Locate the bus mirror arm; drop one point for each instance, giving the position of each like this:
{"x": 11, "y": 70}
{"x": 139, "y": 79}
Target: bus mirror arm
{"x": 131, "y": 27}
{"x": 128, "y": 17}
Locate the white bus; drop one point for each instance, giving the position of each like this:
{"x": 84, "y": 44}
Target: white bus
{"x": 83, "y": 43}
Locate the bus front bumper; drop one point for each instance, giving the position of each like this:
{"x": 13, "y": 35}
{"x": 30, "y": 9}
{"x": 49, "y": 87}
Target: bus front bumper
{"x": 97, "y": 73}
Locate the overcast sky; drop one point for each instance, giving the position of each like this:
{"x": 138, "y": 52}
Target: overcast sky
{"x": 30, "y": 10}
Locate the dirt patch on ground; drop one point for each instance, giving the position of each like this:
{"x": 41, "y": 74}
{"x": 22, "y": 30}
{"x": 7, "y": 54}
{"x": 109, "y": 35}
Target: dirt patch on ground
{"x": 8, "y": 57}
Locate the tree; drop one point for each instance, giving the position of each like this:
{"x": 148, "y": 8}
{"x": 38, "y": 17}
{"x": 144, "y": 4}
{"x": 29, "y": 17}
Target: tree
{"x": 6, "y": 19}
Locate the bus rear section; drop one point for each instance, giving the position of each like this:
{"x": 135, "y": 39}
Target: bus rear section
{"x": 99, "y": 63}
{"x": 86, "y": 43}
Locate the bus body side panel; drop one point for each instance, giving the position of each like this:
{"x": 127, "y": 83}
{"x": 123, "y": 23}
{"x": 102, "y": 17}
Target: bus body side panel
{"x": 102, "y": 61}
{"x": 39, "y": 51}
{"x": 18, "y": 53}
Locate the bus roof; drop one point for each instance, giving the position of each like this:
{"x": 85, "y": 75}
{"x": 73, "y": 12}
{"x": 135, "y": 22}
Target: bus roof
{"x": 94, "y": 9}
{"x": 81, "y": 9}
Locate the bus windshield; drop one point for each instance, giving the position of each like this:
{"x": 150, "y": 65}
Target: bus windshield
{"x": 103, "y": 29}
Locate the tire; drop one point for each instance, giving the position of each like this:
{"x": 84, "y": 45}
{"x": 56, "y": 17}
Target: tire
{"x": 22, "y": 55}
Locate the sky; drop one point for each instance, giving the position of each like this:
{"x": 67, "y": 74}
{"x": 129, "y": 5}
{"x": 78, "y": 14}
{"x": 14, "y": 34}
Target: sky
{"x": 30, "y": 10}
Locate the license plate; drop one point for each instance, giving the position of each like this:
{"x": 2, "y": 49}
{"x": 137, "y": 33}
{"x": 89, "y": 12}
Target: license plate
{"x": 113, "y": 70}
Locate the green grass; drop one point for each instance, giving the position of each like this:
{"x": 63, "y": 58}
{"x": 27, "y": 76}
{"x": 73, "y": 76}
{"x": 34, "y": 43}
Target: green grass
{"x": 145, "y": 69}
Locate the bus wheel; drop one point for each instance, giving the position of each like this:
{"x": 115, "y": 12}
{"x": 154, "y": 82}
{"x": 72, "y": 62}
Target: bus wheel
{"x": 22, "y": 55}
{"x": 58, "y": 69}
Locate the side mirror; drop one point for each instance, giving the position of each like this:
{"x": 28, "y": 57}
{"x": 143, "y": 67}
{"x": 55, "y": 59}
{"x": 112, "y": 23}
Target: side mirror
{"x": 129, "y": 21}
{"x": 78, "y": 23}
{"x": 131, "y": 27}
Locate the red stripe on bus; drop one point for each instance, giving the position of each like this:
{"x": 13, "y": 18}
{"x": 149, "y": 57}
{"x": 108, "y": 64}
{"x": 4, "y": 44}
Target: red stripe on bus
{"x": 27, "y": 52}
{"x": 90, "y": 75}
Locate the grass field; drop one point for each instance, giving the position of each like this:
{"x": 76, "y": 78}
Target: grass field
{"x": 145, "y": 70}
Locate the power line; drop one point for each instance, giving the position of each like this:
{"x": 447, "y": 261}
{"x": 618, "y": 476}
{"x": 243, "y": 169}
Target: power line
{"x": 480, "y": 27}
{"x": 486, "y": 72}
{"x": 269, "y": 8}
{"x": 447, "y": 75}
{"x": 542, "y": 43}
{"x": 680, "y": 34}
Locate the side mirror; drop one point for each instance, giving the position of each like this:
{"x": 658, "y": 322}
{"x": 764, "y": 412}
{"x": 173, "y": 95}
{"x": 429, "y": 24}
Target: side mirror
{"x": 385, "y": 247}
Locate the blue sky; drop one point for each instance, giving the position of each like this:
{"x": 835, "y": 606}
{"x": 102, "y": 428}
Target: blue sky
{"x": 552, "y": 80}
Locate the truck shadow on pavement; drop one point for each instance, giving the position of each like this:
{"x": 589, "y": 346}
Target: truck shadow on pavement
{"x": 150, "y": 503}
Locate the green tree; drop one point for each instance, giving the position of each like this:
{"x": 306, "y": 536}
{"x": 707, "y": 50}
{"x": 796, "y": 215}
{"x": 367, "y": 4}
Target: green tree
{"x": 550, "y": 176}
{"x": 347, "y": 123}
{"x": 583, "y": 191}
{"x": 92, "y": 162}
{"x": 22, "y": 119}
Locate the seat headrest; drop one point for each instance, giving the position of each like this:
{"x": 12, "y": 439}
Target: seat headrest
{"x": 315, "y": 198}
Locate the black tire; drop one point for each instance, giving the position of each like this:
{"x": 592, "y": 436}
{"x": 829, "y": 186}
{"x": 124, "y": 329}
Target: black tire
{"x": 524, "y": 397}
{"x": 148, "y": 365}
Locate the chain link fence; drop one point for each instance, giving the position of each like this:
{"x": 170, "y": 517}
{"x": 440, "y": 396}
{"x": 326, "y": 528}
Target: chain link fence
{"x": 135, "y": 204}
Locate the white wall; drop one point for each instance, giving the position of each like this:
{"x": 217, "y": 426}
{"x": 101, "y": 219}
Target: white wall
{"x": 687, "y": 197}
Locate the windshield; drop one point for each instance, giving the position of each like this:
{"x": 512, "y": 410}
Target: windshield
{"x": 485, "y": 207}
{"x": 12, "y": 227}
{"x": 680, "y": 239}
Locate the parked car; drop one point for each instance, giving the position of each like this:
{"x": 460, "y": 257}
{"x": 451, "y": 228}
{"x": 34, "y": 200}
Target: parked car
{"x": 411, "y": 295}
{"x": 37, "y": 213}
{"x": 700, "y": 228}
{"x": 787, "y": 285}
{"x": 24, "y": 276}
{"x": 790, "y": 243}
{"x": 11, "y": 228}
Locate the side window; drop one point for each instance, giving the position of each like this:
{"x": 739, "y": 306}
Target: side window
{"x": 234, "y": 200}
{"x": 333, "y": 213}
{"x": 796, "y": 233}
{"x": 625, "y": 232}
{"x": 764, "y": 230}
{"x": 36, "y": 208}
____________
**Work item**
Return the material above in full, exactly as it appears.

**Task response**
Locate the bus mirror arm; drop one point for each instance, giving the position of each like this:
{"x": 11, "y": 70}
{"x": 139, "y": 79}
Target: bus mirror arm
{"x": 131, "y": 27}
{"x": 128, "y": 17}
Locate the white bus; drop one point for each instance, giving the position of each like this:
{"x": 84, "y": 44}
Target: white bus
{"x": 83, "y": 43}
Locate the bus front bumper; drop one point for each instance, giving the position of each like this:
{"x": 13, "y": 35}
{"x": 30, "y": 9}
{"x": 49, "y": 87}
Target: bus front bumper
{"x": 97, "y": 73}
Locate the overcast sky; drop one point for each instance, giving the position of each like this:
{"x": 138, "y": 52}
Target: overcast sky
{"x": 30, "y": 10}
Locate the dirt patch on ground; drop one point for each instance, giving the position of each like this:
{"x": 41, "y": 74}
{"x": 22, "y": 30}
{"x": 7, "y": 54}
{"x": 109, "y": 35}
Target: dirt patch on ground
{"x": 8, "y": 57}
Locate the tree; drop one point for each instance, giving the position of each like this:
{"x": 148, "y": 8}
{"x": 38, "y": 17}
{"x": 144, "y": 4}
{"x": 29, "y": 17}
Target: tree
{"x": 6, "y": 19}
Locate the bus rear section; drop one point for each instance, giving the position of each like this:
{"x": 135, "y": 39}
Target: bus rear section
{"x": 99, "y": 63}
{"x": 86, "y": 43}
Locate the bus body side panel; drop one point for each instance, giving the position of each like this:
{"x": 127, "y": 83}
{"x": 123, "y": 23}
{"x": 102, "y": 17}
Target: bus body side panel
{"x": 102, "y": 61}
{"x": 39, "y": 51}
{"x": 18, "y": 53}
Locate the bus roof; drop one point for each instance, giving the position of each like this:
{"x": 85, "y": 75}
{"x": 73, "y": 12}
{"x": 135, "y": 22}
Target: bus roof
{"x": 94, "y": 9}
{"x": 81, "y": 9}
Locate the bus windshield; drop one point for each instance, giving the position of each like this:
{"x": 150, "y": 65}
Target: bus windshield
{"x": 103, "y": 29}
Locate the tire; drop one point for each instance, giving the position of each like this:
{"x": 84, "y": 45}
{"x": 56, "y": 17}
Target: tire
{"x": 22, "y": 55}
Locate the sky; drop one point for each instance, giving the position of each like this:
{"x": 67, "y": 74}
{"x": 129, "y": 5}
{"x": 78, "y": 14}
{"x": 14, "y": 34}
Target: sky
{"x": 30, "y": 10}
Locate the license plate; drop one point for each instance, giving the position of each like this:
{"x": 2, "y": 49}
{"x": 137, "y": 33}
{"x": 89, "y": 12}
Target: license plate
{"x": 113, "y": 70}
Locate the green grass; drop one point for each instance, giving the position of each like this:
{"x": 63, "y": 58}
{"x": 27, "y": 76}
{"x": 73, "y": 76}
{"x": 34, "y": 43}
Target: green grass
{"x": 145, "y": 69}
Locate the bus wheel; drop one point for each instance, giving the position of each like this:
{"x": 115, "y": 12}
{"x": 154, "y": 82}
{"x": 72, "y": 62}
Target: bus wheel
{"x": 22, "y": 55}
{"x": 58, "y": 69}
Locate the side mirror; drop one point for each instance, giving the position of each like this:
{"x": 28, "y": 57}
{"x": 143, "y": 67}
{"x": 55, "y": 59}
{"x": 112, "y": 23}
Target: side mirror
{"x": 129, "y": 21}
{"x": 78, "y": 23}
{"x": 131, "y": 27}
Locate the red stripe on bus; drop one point for each instance, giving the position of each like this:
{"x": 13, "y": 18}
{"x": 149, "y": 57}
{"x": 108, "y": 64}
{"x": 4, "y": 44}
Target: red stripe on bus
{"x": 27, "y": 52}
{"x": 90, "y": 75}
Locate the grass field; drop one point for each instance, giving the position of each like this:
{"x": 76, "y": 78}
Target: grass field
{"x": 145, "y": 70}
Locate the power line; drop one point for each instance, giving the position of each like this:
{"x": 447, "y": 261}
{"x": 618, "y": 476}
{"x": 243, "y": 169}
Target: power line
{"x": 480, "y": 27}
{"x": 486, "y": 72}
{"x": 269, "y": 8}
{"x": 447, "y": 75}
{"x": 542, "y": 43}
{"x": 680, "y": 34}
Locate the side mirror; drop one point for each instance, giving the position of each like this:
{"x": 658, "y": 322}
{"x": 764, "y": 412}
{"x": 173, "y": 95}
{"x": 429, "y": 24}
Target: side mirror
{"x": 385, "y": 247}
Locate the blue sky; drop one point for each instance, giving the position of each like this:
{"x": 835, "y": 606}
{"x": 102, "y": 428}
Target: blue sky
{"x": 552, "y": 80}
Locate the truck shadow on pavement; drop one point for each instance, giving the position of each like this:
{"x": 589, "y": 346}
Target: truck shadow on pavement
{"x": 150, "y": 503}
Locate the green tree; drop one point for each instance, giving the position of each like this:
{"x": 306, "y": 536}
{"x": 707, "y": 50}
{"x": 796, "y": 215}
{"x": 367, "y": 4}
Target: green tree
{"x": 550, "y": 176}
{"x": 347, "y": 123}
{"x": 583, "y": 191}
{"x": 92, "y": 162}
{"x": 22, "y": 119}
Locate the seat headrest; drop one point for each instance, giving the position of each like this:
{"x": 12, "y": 439}
Target: seat headrest
{"x": 315, "y": 198}
Locate the black tire; drop one point for each instance, giving the position of each like this:
{"x": 592, "y": 436}
{"x": 829, "y": 186}
{"x": 124, "y": 329}
Target: black tire
{"x": 524, "y": 397}
{"x": 148, "y": 365}
Locate the chain link fence; drop one point for each instance, giving the position of each like this:
{"x": 170, "y": 517}
{"x": 440, "y": 396}
{"x": 326, "y": 528}
Target: chain link fence
{"x": 135, "y": 204}
Locate the white wall; drop one point for each instance, giving the position of each like this:
{"x": 217, "y": 426}
{"x": 101, "y": 219}
Target: white wall
{"x": 687, "y": 197}
Locate the windshield; drop one point for each instance, giving the position of each like this:
{"x": 512, "y": 410}
Target: windshield
{"x": 485, "y": 207}
{"x": 12, "y": 227}
{"x": 680, "y": 239}
Locate the parked car; drop one point for each instance, giving the position of each like this:
{"x": 460, "y": 257}
{"x": 451, "y": 228}
{"x": 34, "y": 200}
Target: parked car
{"x": 411, "y": 295}
{"x": 37, "y": 213}
{"x": 700, "y": 228}
{"x": 787, "y": 285}
{"x": 24, "y": 276}
{"x": 790, "y": 243}
{"x": 11, "y": 228}
Locate the side window; drop one point for each instance, giving the position of each like this:
{"x": 739, "y": 306}
Target: side window
{"x": 234, "y": 200}
{"x": 333, "y": 213}
{"x": 796, "y": 233}
{"x": 625, "y": 232}
{"x": 764, "y": 230}
{"x": 36, "y": 208}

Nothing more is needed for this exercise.